Slug, half of the hip-hop duo Atmosphere, reflects on the inspirations behind the biggest songs of his career

Slug, half of the hip-hop duo Atmosphere, reflects on the inspirations behind the biggest songs of his career
Dan Monick photo
Slug (left) and Ant of Atmosphere return to Spokane on Tuesday night.

Sean Daley has always embraced darkness in his music, lacing his lyrics with emotional rawness, unvarnished truths and a wicked sense of humor. Better known as Slug, the MC half of long-running Minneapolis hip-hop duo Atmosphere, he's no different in conversation.

Atmosphere rolls through Spokane on Tuesday, and the Inlander caught up with Slug, 47, to discuss the inspiration behind several classic Atmosphere tracks.

"Virgo," Mi Vida Local (2018)
The song off Atmosphere's 2018 LP contains sobering observations about climate change or the nuclear apocalypse or whatever else is presently threatening humanity. One line goes, "You can sacrifice me to the weather / If you promise that you'll let my songs live forever."

Slug: "I had been writing a lot about death over the past few years. After your obsession with death is done, what's the next thing? Do you obsess over life again? That song was me trying to dig through that. What can I be obsessed with? What can I be worried about? It made me realize it's OK to write about actual stuff a person my age worries about. It's not super common, in my genre of music, to write things about how I might be in the last generation of grandparents. This is what I'm concerned with in real life. I wrote that as an exercise, or a catalyst, to stop writing about death."

"The Best Day," To All My Friends, Blood Makes the Blade Holy: The Atmosphere EP's (2010)
A bouncy jingle is juxtaposed with Slug's tendency to place rain clouds in even his sunniest-sounding songs. The message is world-weary yet ultimately hopeful, but not to begin with: "I had a rough day, but that's life, it happens / Woke up on a dark side of my mattress."

____

Reproduce word for word the passage of the Slug interview that opens with the words containing "Atmosphere rolls through" and closes with "Vida Local (2018)".

Data extracts »
____

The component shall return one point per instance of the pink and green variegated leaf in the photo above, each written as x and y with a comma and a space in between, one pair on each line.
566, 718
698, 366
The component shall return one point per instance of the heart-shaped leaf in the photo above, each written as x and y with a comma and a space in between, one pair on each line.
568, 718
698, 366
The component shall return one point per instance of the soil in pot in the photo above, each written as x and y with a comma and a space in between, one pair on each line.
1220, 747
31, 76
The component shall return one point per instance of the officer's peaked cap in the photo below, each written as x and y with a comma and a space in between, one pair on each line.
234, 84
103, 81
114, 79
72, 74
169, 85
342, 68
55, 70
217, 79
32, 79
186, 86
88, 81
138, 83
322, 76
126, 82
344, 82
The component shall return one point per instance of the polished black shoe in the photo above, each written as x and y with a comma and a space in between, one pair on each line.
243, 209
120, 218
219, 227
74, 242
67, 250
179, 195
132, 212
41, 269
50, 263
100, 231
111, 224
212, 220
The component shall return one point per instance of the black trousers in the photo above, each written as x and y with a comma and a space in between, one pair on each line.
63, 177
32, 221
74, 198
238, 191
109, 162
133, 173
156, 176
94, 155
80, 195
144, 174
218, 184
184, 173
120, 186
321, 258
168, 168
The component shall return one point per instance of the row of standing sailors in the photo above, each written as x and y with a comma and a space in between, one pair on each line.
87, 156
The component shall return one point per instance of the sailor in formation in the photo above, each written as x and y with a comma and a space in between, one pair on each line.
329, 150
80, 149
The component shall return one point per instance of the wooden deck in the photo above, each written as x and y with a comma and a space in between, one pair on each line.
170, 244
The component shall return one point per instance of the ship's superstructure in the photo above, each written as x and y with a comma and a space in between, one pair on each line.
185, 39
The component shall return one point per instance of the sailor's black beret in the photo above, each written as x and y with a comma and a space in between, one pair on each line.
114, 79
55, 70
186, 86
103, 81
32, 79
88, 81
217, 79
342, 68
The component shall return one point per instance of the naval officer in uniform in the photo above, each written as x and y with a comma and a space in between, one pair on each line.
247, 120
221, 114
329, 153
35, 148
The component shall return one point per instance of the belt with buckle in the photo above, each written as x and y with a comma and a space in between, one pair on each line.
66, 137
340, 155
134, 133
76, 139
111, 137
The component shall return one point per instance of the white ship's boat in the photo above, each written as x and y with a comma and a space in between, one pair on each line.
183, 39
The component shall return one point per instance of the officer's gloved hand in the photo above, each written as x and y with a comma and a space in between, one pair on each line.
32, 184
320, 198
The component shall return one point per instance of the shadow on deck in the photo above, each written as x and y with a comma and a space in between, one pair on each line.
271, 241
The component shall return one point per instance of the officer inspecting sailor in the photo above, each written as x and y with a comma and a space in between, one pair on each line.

____

Exercise output »
Atmosphere rolls through Spokane on Tuesday, and the Inlander caught up with Slug, 47, to discuss the inspiration behind several classic Atmosphere tracks.

"Virgo," Mi Vida Local (2018)